=== Records to use ===
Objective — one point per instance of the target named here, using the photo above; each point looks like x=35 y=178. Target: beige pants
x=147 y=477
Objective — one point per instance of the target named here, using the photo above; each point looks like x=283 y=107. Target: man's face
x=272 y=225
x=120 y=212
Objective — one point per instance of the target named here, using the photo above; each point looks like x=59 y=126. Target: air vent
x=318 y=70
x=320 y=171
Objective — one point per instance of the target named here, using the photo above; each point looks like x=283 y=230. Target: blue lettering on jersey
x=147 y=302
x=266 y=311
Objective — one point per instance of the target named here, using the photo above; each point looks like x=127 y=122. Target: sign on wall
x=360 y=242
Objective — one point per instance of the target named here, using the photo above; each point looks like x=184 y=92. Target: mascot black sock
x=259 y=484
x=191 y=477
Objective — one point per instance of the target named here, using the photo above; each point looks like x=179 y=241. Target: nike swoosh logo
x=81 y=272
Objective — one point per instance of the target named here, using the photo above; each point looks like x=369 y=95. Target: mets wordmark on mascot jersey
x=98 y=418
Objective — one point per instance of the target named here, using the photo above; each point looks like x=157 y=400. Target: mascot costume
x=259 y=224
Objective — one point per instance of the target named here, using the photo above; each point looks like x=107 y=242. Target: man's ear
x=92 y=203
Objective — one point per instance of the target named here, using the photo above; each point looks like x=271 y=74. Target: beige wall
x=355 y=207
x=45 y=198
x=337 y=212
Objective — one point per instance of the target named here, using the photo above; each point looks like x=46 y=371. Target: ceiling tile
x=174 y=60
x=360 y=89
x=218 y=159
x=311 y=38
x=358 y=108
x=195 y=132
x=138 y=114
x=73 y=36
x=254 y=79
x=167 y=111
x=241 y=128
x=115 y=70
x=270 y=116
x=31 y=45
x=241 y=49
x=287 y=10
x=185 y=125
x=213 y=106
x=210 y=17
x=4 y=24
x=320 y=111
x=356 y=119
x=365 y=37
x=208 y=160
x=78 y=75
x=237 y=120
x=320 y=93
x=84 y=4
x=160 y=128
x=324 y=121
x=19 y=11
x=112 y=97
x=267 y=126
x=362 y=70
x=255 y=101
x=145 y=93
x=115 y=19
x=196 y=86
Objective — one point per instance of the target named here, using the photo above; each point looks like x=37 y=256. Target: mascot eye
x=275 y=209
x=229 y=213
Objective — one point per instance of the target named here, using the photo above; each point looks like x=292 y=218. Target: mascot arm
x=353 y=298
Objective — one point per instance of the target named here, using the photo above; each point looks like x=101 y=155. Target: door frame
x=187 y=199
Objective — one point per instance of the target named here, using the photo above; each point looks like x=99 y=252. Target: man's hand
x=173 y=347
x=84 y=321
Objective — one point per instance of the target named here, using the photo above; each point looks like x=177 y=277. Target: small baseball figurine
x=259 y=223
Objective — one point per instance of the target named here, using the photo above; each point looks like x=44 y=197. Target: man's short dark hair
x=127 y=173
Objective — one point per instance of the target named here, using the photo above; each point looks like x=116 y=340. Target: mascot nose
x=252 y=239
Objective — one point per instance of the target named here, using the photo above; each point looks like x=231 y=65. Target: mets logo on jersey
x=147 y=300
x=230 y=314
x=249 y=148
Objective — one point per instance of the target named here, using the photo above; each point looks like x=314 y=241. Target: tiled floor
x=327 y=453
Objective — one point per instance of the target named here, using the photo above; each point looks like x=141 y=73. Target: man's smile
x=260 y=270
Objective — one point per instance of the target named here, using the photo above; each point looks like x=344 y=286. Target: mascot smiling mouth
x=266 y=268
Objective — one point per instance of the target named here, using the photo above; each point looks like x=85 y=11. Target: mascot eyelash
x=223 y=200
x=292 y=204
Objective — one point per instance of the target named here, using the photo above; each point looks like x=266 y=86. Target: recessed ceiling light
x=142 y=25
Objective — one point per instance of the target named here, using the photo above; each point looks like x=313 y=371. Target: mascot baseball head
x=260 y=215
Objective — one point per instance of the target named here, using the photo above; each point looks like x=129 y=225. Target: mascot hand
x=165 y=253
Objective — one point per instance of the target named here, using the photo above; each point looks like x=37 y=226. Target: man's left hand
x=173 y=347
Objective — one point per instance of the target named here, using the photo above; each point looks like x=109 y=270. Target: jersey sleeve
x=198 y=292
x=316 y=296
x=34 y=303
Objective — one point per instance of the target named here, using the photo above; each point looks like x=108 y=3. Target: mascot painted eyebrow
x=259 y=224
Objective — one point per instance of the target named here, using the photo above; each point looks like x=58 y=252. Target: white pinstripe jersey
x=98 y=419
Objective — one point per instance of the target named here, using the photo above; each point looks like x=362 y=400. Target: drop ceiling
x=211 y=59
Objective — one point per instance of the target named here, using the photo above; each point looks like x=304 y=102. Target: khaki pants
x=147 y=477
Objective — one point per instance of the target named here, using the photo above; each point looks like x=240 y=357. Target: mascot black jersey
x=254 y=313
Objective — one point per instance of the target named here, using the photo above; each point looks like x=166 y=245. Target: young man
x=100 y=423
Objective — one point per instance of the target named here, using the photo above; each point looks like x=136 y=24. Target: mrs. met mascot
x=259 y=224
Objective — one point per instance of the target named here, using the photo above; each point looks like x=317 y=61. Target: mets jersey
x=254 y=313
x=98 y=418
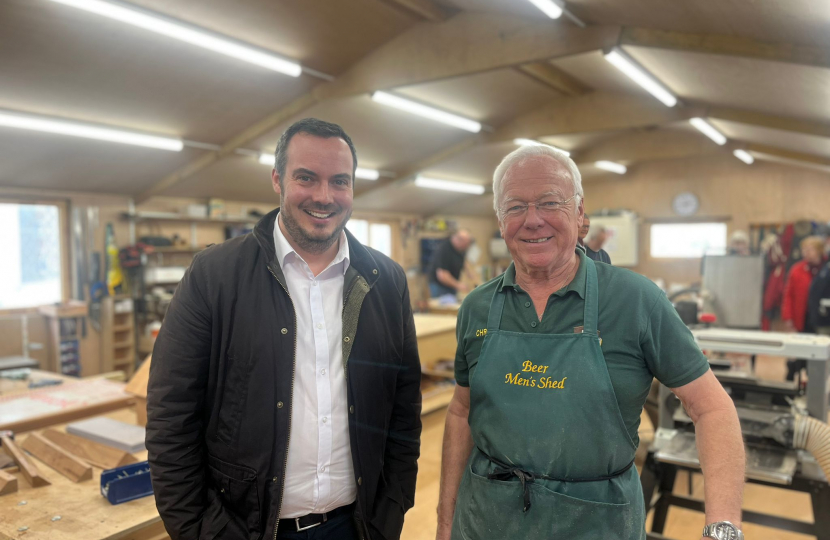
===
## Exercise directions
Collect every line from the items above that contains the word "beige".

## Task response
Objective — one point per instance of the target named here, using the photo above; each point looks like x=35 y=178. Target: beige pants
Objective — one point per instance of the target named here, using the photo above; each point looks like x=271 y=74. Target: beige wall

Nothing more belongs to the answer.